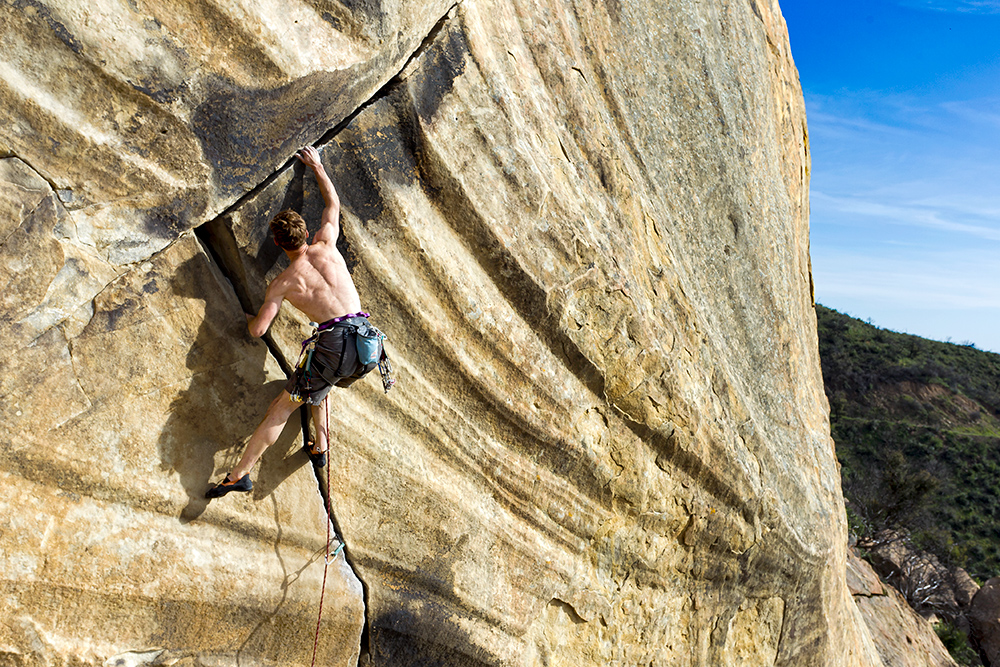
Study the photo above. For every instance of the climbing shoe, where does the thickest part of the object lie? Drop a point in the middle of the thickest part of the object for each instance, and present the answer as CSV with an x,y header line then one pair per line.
x,y
243,484
318,458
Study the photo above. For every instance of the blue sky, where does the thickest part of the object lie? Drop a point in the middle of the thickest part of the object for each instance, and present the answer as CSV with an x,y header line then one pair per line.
x,y
903,106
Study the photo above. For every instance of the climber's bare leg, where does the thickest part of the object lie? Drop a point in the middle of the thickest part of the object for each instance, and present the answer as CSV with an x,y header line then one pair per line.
x,y
319,414
266,433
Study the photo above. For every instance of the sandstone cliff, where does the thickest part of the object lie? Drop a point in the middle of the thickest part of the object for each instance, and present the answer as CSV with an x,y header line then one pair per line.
x,y
584,227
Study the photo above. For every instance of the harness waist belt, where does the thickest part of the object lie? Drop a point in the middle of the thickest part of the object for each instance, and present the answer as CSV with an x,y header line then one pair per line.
x,y
331,323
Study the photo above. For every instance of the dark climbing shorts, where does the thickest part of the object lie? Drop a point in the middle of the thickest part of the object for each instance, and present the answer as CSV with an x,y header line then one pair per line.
x,y
335,362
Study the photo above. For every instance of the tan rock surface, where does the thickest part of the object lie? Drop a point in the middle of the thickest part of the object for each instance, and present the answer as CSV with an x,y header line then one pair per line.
x,y
584,229
903,637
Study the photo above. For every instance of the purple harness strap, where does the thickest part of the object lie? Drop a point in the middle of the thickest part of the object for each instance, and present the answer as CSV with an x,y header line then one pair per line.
x,y
329,323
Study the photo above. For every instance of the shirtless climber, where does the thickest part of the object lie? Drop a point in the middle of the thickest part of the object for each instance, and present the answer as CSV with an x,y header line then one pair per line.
x,y
318,283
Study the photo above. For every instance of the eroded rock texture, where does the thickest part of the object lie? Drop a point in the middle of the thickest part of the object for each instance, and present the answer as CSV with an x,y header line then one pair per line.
x,y
584,228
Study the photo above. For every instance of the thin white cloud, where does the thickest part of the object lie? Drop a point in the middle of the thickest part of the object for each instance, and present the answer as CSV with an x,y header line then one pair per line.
x,y
973,111
903,214
946,281
958,6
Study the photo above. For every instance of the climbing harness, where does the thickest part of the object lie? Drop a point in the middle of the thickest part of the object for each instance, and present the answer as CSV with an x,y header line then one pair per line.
x,y
369,346
328,558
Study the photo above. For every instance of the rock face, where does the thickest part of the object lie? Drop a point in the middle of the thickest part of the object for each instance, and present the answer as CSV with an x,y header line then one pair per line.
x,y
903,637
584,228
984,617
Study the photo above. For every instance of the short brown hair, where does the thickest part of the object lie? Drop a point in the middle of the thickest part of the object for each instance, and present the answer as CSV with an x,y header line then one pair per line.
x,y
289,230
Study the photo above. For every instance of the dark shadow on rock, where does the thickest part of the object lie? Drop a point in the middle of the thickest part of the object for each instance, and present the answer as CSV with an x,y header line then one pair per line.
x,y
226,398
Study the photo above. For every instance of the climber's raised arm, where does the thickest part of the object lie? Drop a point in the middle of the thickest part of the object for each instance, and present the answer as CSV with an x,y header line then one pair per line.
x,y
330,222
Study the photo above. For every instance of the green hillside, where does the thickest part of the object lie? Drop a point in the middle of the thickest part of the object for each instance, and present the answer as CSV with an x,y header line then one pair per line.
x,y
917,428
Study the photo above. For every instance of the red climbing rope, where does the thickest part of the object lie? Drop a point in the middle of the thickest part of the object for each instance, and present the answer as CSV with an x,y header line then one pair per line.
x,y
329,521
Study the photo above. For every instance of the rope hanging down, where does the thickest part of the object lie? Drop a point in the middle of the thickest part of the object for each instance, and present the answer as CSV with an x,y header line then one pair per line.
x,y
328,557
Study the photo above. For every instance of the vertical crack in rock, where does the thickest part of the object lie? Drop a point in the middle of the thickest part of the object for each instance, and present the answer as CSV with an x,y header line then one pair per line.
x,y
220,244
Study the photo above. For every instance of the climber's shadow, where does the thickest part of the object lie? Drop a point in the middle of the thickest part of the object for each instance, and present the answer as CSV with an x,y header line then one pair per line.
x,y
226,399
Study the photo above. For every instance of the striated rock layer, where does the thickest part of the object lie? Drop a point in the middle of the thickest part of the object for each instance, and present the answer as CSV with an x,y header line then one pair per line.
x,y
584,228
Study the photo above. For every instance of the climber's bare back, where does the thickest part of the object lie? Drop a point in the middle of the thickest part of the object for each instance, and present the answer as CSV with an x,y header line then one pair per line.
x,y
318,283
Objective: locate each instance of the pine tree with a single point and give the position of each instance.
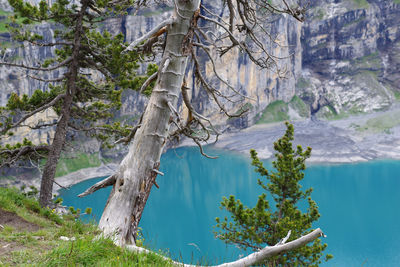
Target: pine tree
(266, 223)
(82, 103)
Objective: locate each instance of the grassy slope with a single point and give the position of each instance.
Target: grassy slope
(71, 163)
(44, 247)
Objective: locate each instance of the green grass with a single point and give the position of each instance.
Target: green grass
(274, 112)
(44, 247)
(71, 163)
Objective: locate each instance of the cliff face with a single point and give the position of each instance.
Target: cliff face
(345, 59)
(350, 56)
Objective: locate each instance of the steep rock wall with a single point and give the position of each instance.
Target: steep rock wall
(345, 59)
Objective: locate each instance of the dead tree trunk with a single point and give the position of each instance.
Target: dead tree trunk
(138, 170)
(49, 171)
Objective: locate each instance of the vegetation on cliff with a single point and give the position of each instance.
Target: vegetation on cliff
(34, 236)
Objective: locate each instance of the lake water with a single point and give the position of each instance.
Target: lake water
(359, 206)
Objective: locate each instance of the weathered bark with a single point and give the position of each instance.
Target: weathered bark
(138, 170)
(49, 171)
(256, 257)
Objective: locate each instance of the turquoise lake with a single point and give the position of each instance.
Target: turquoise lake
(359, 206)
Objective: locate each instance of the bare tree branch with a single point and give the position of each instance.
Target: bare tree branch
(65, 62)
(103, 183)
(252, 259)
(149, 34)
(148, 81)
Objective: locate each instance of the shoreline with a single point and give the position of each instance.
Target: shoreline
(332, 142)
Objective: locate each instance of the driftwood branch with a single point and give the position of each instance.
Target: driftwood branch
(103, 183)
(254, 258)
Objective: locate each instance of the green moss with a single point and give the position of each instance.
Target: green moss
(71, 163)
(274, 112)
(298, 105)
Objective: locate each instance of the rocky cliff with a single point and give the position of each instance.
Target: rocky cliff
(344, 59)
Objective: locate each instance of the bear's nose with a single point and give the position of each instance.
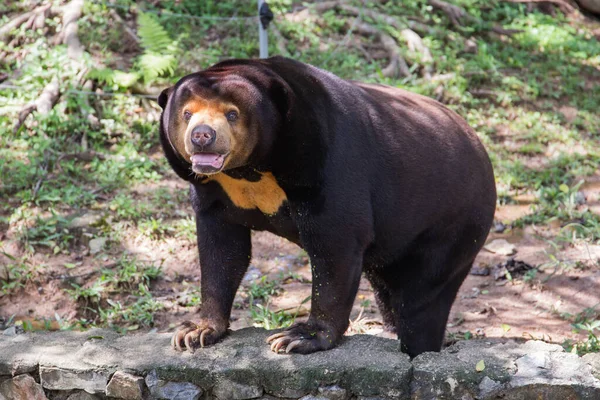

********************

• WHAT YOU ARE ASKED TO DO:
Take the line that holds "Objective: locate each instance of the rocky" as the start and the last line of the data as the end. Copy only those lines exactly, both ends included, except the pictures.

• RESPONSE TO THIS TASK:
Objective: locate each instance of the rocky cliff with a single point and give the position of each instance.
Target: rocky cliff
(344, 59)
Objective: locate each instance of the bear's nose with a single point and give the position of each instance.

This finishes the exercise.